◆ EXERCISE PROMPT
Output word for word the lines from the one with "Annotation task — identify one point per instance of the hand" to the final line of the data, both ends included, but skip the pictures.

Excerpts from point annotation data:

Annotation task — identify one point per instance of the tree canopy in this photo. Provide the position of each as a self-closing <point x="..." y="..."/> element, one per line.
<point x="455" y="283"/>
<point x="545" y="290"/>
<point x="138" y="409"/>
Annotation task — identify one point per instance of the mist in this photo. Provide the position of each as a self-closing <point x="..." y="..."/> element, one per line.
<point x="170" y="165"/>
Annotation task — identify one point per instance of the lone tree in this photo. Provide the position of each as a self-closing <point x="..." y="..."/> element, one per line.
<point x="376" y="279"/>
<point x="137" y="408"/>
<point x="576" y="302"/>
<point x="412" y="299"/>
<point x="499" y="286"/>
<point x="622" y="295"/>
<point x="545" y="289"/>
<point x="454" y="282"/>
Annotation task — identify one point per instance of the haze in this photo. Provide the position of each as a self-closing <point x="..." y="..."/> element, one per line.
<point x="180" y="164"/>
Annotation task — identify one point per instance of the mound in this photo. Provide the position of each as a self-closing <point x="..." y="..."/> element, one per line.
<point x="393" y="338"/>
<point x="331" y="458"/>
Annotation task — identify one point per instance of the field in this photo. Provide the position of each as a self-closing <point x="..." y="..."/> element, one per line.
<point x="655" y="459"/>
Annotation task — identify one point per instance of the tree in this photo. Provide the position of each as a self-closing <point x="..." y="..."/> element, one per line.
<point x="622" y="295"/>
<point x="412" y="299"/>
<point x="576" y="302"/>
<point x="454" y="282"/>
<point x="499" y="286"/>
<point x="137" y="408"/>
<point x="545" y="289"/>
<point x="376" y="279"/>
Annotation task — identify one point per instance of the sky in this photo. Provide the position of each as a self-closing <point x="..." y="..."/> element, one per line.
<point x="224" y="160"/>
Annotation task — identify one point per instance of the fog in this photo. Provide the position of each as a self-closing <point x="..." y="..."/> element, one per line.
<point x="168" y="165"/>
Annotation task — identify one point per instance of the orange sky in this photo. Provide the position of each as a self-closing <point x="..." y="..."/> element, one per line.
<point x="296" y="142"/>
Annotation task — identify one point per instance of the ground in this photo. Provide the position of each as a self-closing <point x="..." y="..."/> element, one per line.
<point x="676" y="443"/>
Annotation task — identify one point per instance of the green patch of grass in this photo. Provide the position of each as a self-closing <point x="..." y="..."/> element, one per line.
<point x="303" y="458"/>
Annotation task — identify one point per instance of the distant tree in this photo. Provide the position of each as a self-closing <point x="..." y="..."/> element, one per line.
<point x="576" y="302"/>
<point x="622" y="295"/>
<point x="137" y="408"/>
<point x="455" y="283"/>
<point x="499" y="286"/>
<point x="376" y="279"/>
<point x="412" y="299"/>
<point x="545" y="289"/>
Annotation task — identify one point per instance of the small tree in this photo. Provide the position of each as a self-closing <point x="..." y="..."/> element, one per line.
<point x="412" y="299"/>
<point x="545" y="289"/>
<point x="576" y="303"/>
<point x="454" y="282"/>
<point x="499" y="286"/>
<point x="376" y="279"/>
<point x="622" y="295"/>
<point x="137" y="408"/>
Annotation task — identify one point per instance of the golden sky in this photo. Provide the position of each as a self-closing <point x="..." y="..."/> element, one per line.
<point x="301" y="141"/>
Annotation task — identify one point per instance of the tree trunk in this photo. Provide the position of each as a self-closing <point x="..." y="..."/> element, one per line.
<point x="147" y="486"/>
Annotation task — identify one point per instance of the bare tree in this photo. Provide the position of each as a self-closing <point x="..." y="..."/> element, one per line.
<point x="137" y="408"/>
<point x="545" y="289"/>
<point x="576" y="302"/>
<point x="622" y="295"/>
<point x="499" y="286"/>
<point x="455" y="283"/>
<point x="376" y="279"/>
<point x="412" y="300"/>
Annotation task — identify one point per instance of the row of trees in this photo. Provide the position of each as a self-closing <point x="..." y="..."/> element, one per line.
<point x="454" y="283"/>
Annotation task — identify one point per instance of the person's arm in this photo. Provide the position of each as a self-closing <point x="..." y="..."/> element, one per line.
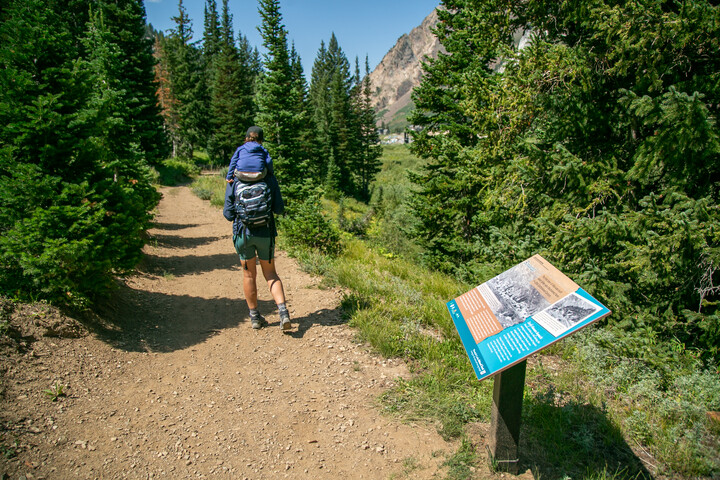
<point x="229" y="207"/>
<point x="268" y="162"/>
<point x="278" y="205"/>
<point x="233" y="164"/>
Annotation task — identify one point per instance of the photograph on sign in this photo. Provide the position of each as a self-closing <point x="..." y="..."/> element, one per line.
<point x="519" y="312"/>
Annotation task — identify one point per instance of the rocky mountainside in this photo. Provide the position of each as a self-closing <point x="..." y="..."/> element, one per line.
<point x="400" y="71"/>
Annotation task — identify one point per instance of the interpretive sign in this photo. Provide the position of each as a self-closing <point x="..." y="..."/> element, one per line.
<point x="519" y="312"/>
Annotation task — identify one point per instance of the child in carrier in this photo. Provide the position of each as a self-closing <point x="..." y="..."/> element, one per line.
<point x="251" y="161"/>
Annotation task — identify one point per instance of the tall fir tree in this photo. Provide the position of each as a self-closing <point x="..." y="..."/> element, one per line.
<point x="336" y="122"/>
<point x="366" y="161"/>
<point x="74" y="187"/>
<point x="187" y="86"/>
<point x="277" y="107"/>
<point x="211" y="45"/>
<point x="587" y="146"/>
<point x="126" y="22"/>
<point x="232" y="104"/>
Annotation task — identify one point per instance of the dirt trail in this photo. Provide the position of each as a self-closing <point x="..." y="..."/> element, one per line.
<point x="177" y="385"/>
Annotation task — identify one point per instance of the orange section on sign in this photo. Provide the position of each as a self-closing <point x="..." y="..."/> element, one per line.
<point x="477" y="314"/>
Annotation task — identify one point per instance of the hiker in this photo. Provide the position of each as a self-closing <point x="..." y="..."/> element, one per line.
<point x="252" y="158"/>
<point x="250" y="203"/>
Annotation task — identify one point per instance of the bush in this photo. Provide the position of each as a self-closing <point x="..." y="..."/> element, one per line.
<point x="306" y="227"/>
<point x="175" y="171"/>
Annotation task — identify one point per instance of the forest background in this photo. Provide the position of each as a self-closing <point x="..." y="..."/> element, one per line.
<point x="596" y="146"/>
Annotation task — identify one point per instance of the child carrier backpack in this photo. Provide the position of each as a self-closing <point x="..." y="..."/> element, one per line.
<point x="253" y="202"/>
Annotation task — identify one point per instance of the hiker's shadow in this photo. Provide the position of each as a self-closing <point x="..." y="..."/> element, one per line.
<point x="574" y="440"/>
<point x="179" y="266"/>
<point x="325" y="317"/>
<point x="145" y="321"/>
<point x="174" y="241"/>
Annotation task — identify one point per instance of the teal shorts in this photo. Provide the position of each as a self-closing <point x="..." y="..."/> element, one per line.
<point x="247" y="247"/>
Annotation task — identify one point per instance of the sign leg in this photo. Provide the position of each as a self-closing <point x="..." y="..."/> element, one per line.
<point x="505" y="417"/>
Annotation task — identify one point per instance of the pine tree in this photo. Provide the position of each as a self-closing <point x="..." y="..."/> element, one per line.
<point x="187" y="86"/>
<point x="274" y="97"/>
<point x="366" y="162"/>
<point x="126" y="22"/>
<point x="232" y="107"/>
<point x="331" y="101"/>
<point x="588" y="146"/>
<point x="74" y="189"/>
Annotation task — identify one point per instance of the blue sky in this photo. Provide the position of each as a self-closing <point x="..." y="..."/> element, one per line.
<point x="369" y="27"/>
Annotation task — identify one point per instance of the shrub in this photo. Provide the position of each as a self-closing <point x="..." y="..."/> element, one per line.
<point x="306" y="227"/>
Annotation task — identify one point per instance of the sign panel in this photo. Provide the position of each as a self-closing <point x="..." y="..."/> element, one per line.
<point x="518" y="313"/>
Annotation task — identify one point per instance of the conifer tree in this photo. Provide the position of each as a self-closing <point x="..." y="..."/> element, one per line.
<point x="232" y="106"/>
<point x="366" y="161"/>
<point x="74" y="190"/>
<point x="187" y="85"/>
<point x="333" y="112"/>
<point x="126" y="22"/>
<point x="587" y="146"/>
<point x="275" y="99"/>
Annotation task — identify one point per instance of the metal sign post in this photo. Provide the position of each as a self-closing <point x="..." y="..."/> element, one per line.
<point x="505" y="418"/>
<point x="507" y="319"/>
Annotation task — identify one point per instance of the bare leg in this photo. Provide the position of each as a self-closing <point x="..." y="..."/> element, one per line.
<point x="249" y="283"/>
<point x="274" y="282"/>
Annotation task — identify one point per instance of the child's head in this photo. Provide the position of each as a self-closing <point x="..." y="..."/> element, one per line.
<point x="254" y="134"/>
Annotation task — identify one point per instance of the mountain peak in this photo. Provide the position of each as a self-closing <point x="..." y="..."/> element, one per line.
<point x="400" y="71"/>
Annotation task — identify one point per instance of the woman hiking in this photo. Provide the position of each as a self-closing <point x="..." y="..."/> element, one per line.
<point x="251" y="202"/>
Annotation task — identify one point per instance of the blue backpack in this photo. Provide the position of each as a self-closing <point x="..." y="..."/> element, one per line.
<point x="253" y="203"/>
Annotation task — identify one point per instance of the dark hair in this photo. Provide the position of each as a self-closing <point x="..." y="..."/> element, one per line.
<point x="254" y="134"/>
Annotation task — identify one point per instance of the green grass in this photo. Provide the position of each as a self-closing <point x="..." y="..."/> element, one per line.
<point x="211" y="188"/>
<point x="587" y="413"/>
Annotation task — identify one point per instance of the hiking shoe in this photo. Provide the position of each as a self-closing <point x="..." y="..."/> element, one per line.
<point x="285" y="321"/>
<point x="257" y="322"/>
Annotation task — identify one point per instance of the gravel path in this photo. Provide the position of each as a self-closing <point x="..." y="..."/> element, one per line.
<point x="173" y="382"/>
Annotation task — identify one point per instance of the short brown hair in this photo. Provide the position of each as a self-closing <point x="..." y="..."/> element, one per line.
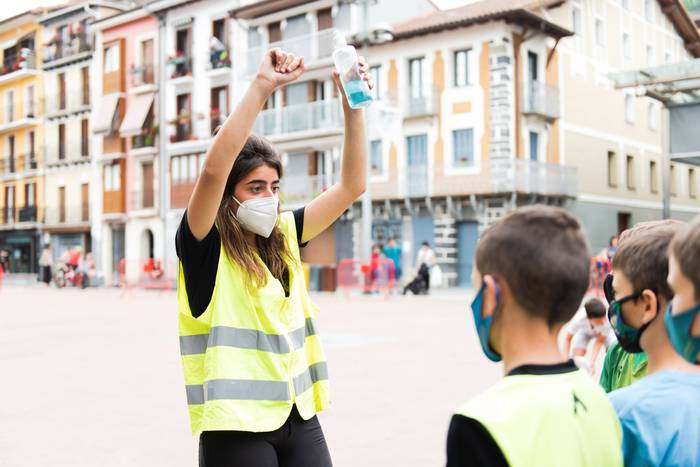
<point x="685" y="247"/>
<point x="643" y="255"/>
<point x="541" y="252"/>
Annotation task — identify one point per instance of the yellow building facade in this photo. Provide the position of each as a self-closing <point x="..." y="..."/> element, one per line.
<point x="21" y="151"/>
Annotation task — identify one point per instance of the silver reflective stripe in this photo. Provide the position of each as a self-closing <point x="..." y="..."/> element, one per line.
<point x="243" y="389"/>
<point x="316" y="372"/>
<point x="192" y="345"/>
<point x="195" y="394"/>
<point x="247" y="339"/>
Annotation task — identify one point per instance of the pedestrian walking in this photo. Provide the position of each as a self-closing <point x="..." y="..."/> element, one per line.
<point x="46" y="264"/>
<point x="254" y="368"/>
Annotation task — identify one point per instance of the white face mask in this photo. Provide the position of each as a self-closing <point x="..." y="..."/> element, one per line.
<point x="258" y="215"/>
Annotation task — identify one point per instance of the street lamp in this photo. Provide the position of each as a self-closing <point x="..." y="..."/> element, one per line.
<point x="380" y="34"/>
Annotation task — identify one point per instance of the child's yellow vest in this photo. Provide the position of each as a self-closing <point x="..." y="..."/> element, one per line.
<point x="252" y="354"/>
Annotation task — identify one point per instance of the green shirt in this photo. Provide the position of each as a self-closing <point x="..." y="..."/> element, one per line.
<point x="622" y="368"/>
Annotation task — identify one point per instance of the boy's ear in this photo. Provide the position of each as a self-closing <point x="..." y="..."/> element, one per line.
<point x="490" y="300"/>
<point x="651" y="306"/>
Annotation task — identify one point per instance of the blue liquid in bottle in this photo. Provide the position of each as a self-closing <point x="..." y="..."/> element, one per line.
<point x="358" y="93"/>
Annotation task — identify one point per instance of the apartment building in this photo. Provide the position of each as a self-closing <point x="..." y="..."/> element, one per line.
<point x="67" y="62"/>
<point x="21" y="184"/>
<point x="613" y="137"/>
<point x="127" y="224"/>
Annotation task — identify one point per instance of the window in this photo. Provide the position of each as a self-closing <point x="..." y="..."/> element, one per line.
<point x="112" y="177"/>
<point x="631" y="182"/>
<point x="629" y="108"/>
<point x="112" y="54"/>
<point x="461" y="64"/>
<point x="674" y="185"/>
<point x="85" y="83"/>
<point x="626" y="46"/>
<point x="61" y="91"/>
<point x="84" y="138"/>
<point x="612" y="169"/>
<point x="692" y="183"/>
<point x="576" y="21"/>
<point x="653" y="116"/>
<point x="61" y="141"/>
<point x="376" y="159"/>
<point x="599" y="32"/>
<point x="463" y="148"/>
<point x="415" y="77"/>
<point x="376" y="72"/>
<point x="649" y="10"/>
<point x="653" y="176"/>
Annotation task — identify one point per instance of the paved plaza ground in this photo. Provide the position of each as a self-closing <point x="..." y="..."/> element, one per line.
<point x="93" y="377"/>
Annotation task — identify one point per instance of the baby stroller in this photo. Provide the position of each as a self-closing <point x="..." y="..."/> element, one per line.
<point x="419" y="284"/>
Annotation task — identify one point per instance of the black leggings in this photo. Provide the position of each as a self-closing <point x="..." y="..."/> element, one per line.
<point x="297" y="443"/>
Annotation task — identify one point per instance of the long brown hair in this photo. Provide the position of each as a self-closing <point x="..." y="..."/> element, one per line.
<point x="273" y="251"/>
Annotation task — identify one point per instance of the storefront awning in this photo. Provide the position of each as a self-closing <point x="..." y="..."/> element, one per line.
<point x="105" y="113"/>
<point x="136" y="115"/>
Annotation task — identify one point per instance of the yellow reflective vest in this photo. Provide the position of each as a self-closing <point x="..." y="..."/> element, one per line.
<point x="252" y="354"/>
<point x="553" y="420"/>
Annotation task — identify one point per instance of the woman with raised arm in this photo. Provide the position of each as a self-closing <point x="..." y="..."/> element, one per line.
<point x="255" y="372"/>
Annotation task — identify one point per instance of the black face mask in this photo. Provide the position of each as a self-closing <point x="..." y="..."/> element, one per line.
<point x="627" y="336"/>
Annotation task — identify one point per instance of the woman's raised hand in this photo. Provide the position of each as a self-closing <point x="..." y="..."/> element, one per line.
<point x="279" y="68"/>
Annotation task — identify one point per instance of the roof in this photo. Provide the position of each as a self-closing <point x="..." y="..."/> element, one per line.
<point x="676" y="12"/>
<point x="518" y="11"/>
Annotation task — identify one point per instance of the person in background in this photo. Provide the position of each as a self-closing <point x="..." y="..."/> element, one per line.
<point x="545" y="411"/>
<point x="393" y="252"/>
<point x="424" y="261"/>
<point x="45" y="264"/>
<point x="584" y="329"/>
<point x="660" y="413"/>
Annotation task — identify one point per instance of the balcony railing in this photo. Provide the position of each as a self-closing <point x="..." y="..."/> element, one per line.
<point x="147" y="139"/>
<point x="298" y="190"/>
<point x="312" y="47"/>
<point x="422" y="104"/>
<point x="542" y="100"/>
<point x="183" y="130"/>
<point x="219" y="59"/>
<point x="142" y="75"/>
<point x="141" y="199"/>
<point x="525" y="176"/>
<point x="26" y="60"/>
<point x="417" y="181"/>
<point x="182" y="65"/>
<point x="320" y="115"/>
<point x="59" y="49"/>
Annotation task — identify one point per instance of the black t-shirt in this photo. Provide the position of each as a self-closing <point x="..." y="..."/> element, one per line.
<point x="469" y="443"/>
<point x="200" y="260"/>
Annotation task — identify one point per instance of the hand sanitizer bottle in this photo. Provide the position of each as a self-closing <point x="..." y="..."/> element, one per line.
<point x="345" y="59"/>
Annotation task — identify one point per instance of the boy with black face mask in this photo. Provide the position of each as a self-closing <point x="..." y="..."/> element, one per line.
<point x="531" y="271"/>
<point x="660" y="413"/>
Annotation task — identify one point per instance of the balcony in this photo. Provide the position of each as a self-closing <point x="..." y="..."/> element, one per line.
<point x="141" y="199"/>
<point x="319" y="116"/>
<point x="28" y="214"/>
<point x="182" y="65"/>
<point x="423" y="104"/>
<point x="417" y="181"/>
<point x="143" y="75"/>
<point x="58" y="51"/>
<point x="541" y="100"/>
<point x="299" y="190"/>
<point x="219" y="59"/>
<point x="533" y="177"/>
<point x="20" y="114"/>
<point x="24" y="65"/>
<point x="313" y="47"/>
<point x="72" y="215"/>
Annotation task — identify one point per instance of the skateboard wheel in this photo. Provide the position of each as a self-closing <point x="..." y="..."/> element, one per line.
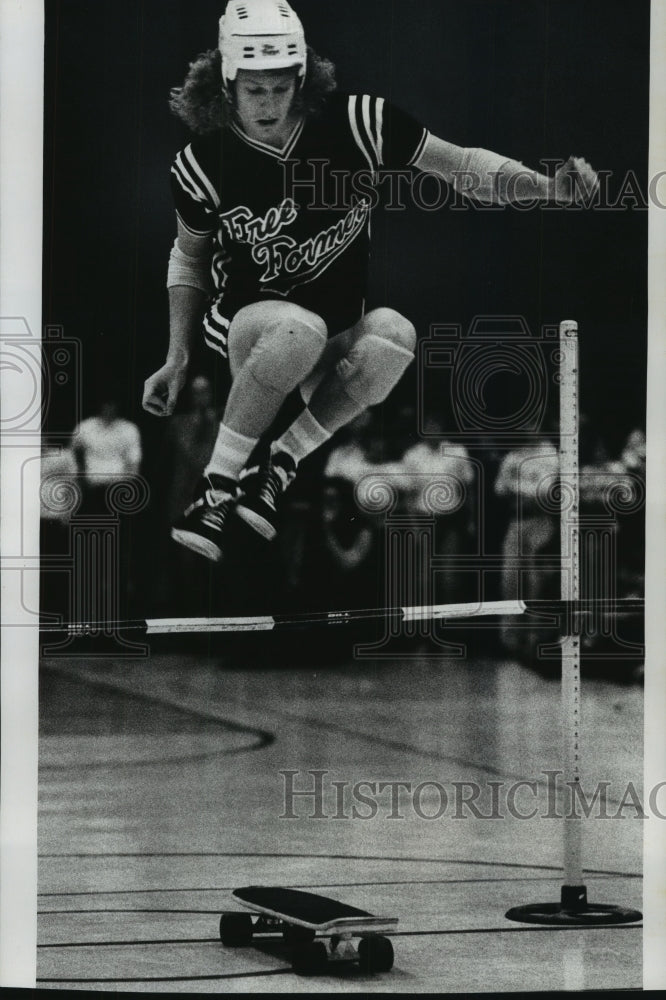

◆ THE OUTPUT
Annotation task — identify one point per instance of the hand sanitizer bottle in this photo. Provide the position of each as a self-closing <point x="..." y="..."/> element, one per line.
<point x="345" y="59"/>
Annotation task — identify one point per instance of the boy with black face mask in this photo. Provide the position of each as a self-closing <point x="..." y="..."/> element, one per line.
<point x="531" y="271"/>
<point x="660" y="413"/>
Annotation task — identify one point per instance of the balcony in this photo. Provide the position of each as a self-closing <point x="..." y="..."/> element, one per line.
<point x="141" y="199"/>
<point x="319" y="116"/>
<point x="28" y="214"/>
<point x="182" y="65"/>
<point x="423" y="104"/>
<point x="417" y="181"/>
<point x="143" y="75"/>
<point x="58" y="51"/>
<point x="541" y="100"/>
<point x="299" y="190"/>
<point x="219" y="59"/>
<point x="533" y="177"/>
<point x="20" y="114"/>
<point x="24" y="65"/>
<point x="313" y="47"/>
<point x="72" y="215"/>
Annotation task — identify one point per instance of the skateboard wheel in this photo. Provide the position of each as a self-closing <point x="..." y="..."/> element, one per line.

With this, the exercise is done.